INFORMATION -
[Start of section]

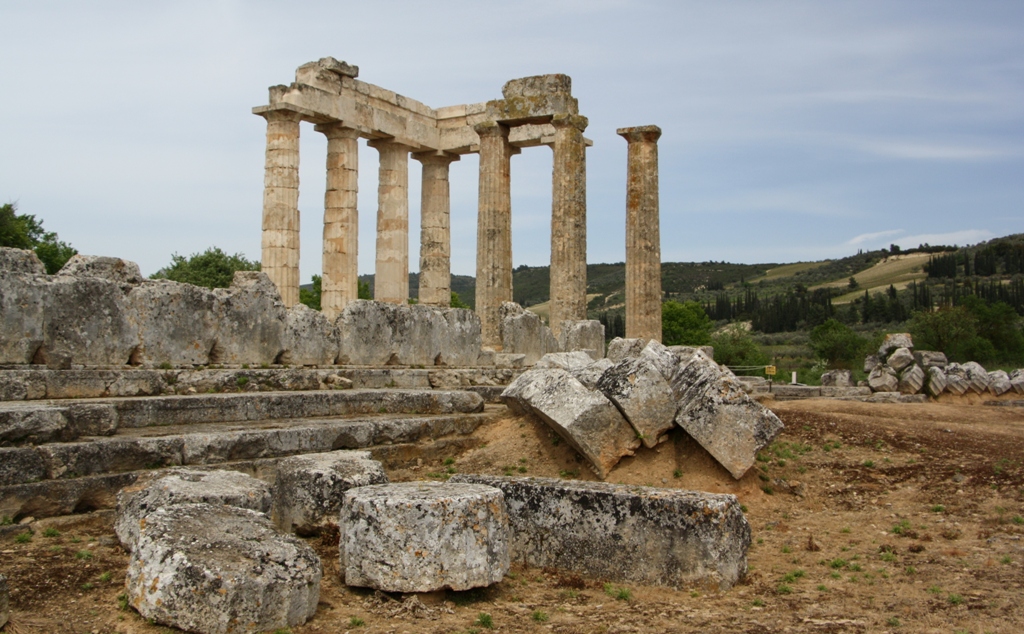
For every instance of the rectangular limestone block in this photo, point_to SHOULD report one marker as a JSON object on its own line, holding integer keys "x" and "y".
{"x": 625, "y": 534}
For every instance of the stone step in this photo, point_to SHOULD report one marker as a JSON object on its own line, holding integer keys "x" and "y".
{"x": 48, "y": 421}
{"x": 38, "y": 382}
{"x": 38, "y": 481}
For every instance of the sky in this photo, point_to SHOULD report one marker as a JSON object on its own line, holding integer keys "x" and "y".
{"x": 792, "y": 131}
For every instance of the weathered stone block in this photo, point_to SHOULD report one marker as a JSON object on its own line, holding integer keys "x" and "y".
{"x": 911, "y": 380}
{"x": 998, "y": 382}
{"x": 837, "y": 378}
{"x": 620, "y": 348}
{"x": 424, "y": 537}
{"x": 220, "y": 569}
{"x": 586, "y": 419}
{"x": 936, "y": 381}
{"x": 639, "y": 389}
{"x": 900, "y": 358}
{"x": 523, "y": 333}
{"x": 309, "y": 338}
{"x": 625, "y": 534}
{"x": 716, "y": 411}
{"x": 586, "y": 335}
{"x": 152, "y": 492}
{"x": 309, "y": 490}
{"x": 883, "y": 379}
{"x": 929, "y": 358}
{"x": 893, "y": 341}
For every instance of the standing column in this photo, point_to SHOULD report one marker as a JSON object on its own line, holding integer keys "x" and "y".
{"x": 494, "y": 229}
{"x": 435, "y": 231}
{"x": 391, "y": 276}
{"x": 280, "y": 259}
{"x": 341, "y": 219}
{"x": 643, "y": 242}
{"x": 568, "y": 221}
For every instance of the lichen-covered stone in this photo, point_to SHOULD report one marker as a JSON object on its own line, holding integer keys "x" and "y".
{"x": 586, "y": 419}
{"x": 221, "y": 569}
{"x": 936, "y": 381}
{"x": 883, "y": 379}
{"x": 586, "y": 335}
{"x": 716, "y": 411}
{"x": 424, "y": 537}
{"x": 900, "y": 358}
{"x": 309, "y": 490}
{"x": 893, "y": 341}
{"x": 639, "y": 389}
{"x": 625, "y": 534}
{"x": 911, "y": 380}
{"x": 522, "y": 332}
{"x": 184, "y": 487}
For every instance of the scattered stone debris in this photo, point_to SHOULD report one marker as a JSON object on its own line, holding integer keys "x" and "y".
{"x": 220, "y": 569}
{"x": 424, "y": 537}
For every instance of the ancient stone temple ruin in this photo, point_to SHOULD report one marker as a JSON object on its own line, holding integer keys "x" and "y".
{"x": 532, "y": 111}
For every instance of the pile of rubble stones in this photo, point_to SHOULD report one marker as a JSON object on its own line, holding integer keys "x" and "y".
{"x": 898, "y": 368}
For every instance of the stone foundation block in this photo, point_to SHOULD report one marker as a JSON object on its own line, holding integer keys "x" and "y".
{"x": 586, "y": 419}
{"x": 184, "y": 487}
{"x": 625, "y": 534}
{"x": 221, "y": 569}
{"x": 424, "y": 537}
{"x": 309, "y": 490}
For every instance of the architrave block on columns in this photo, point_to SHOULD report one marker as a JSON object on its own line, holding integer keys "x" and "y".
{"x": 435, "y": 228}
{"x": 391, "y": 273}
{"x": 643, "y": 243}
{"x": 280, "y": 257}
{"x": 494, "y": 229}
{"x": 340, "y": 284}
{"x": 568, "y": 221}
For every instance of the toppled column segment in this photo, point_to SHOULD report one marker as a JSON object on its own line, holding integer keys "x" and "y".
{"x": 623, "y": 533}
{"x": 221, "y": 569}
{"x": 424, "y": 537}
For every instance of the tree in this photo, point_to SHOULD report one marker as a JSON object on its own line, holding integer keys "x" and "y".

[End of section]

WHAT TO WORK ON -
Please set down the whole listing above exactly and skip every picture.

RESPONSE BOX -
For every instance of the rectangular limestone block in this photo, point_to SHOULD report one marker as a JSON object on its own line, holding integer keys "x" and "y".
{"x": 625, "y": 534}
For every instance of the stone step in this photo, point_to SHOULD report one marker as a JSON object on its own line, holding integer keys "x" and "y".
{"x": 48, "y": 421}
{"x": 38, "y": 382}
{"x": 38, "y": 481}
For every instance of the sky in this photo, point_to SHOULD report one marker as a JSON object on its own line, holding integer keys "x" and "y".
{"x": 792, "y": 131}
For every instance of the weathered stone block in this photo, point_to SHOULD report one marker as a JSON object on its own line, holding integer keys "x" and "y".
{"x": 911, "y": 380}
{"x": 998, "y": 382}
{"x": 837, "y": 378}
{"x": 620, "y": 348}
{"x": 424, "y": 537}
{"x": 220, "y": 569}
{"x": 586, "y": 419}
{"x": 936, "y": 381}
{"x": 639, "y": 389}
{"x": 900, "y": 358}
{"x": 523, "y": 333}
{"x": 309, "y": 338}
{"x": 625, "y": 534}
{"x": 716, "y": 411}
{"x": 586, "y": 335}
{"x": 152, "y": 492}
{"x": 309, "y": 490}
{"x": 883, "y": 379}
{"x": 929, "y": 358}
{"x": 893, "y": 341}
For every instance of the standing column in this photo, point_to SHOULD report one marker as a JSON object on its own line, holding integer keys "x" and "y".
{"x": 494, "y": 229}
{"x": 435, "y": 231}
{"x": 391, "y": 276}
{"x": 280, "y": 259}
{"x": 341, "y": 219}
{"x": 643, "y": 242}
{"x": 568, "y": 221}
For every instance of the lichen-covered stone in this photo, point_to SHOULD report one marker as a JSON object on its own line, holding integer keys "x" and "y".
{"x": 586, "y": 419}
{"x": 221, "y": 569}
{"x": 936, "y": 381}
{"x": 883, "y": 379}
{"x": 586, "y": 335}
{"x": 716, "y": 411}
{"x": 424, "y": 537}
{"x": 900, "y": 358}
{"x": 309, "y": 490}
{"x": 893, "y": 341}
{"x": 639, "y": 389}
{"x": 625, "y": 534}
{"x": 911, "y": 380}
{"x": 522, "y": 332}
{"x": 184, "y": 487}
For every instance of the scattered stone debris in this photo, point_to SHOULD report one marker as a JSON object on its own line, holding integer keys "x" and "y".
{"x": 220, "y": 569}
{"x": 424, "y": 537}
For every instance of the ancient stone temple ruin in this photo, point_to SHOULD report one marker as a JSON object on its own line, holding integer keys "x" and "y".
{"x": 532, "y": 111}
For every instance of the pile of rubble stones in this photo, point_to SHOULD report one marker as a JSON object on its own line, holding integer keys "x" and "y".
{"x": 898, "y": 368}
For every instance of the stone foundation block in this photo, point_to SHOULD report one marker as a JSON object on its own line, holding integer keys "x" and "y".
{"x": 586, "y": 419}
{"x": 184, "y": 487}
{"x": 625, "y": 534}
{"x": 221, "y": 569}
{"x": 424, "y": 537}
{"x": 309, "y": 490}
For every instance of the architrave block on columns in this photo, point_to SHOULD report one marker as a JSON object on its own line, holding integer keys "x" and "y".
{"x": 435, "y": 228}
{"x": 391, "y": 273}
{"x": 643, "y": 243}
{"x": 280, "y": 257}
{"x": 494, "y": 229}
{"x": 340, "y": 284}
{"x": 568, "y": 221}
For every instance of the toppled column segment in this photo, point_to SHOULD report one marker as a JSON object on its own line, holding integer keys "x" and "y".
{"x": 623, "y": 533}
{"x": 221, "y": 569}
{"x": 424, "y": 537}
For every instance of the tree in this photo, point_to SHOULD report one marker as a JSON object on its own line, holding integer keys "x" and "y".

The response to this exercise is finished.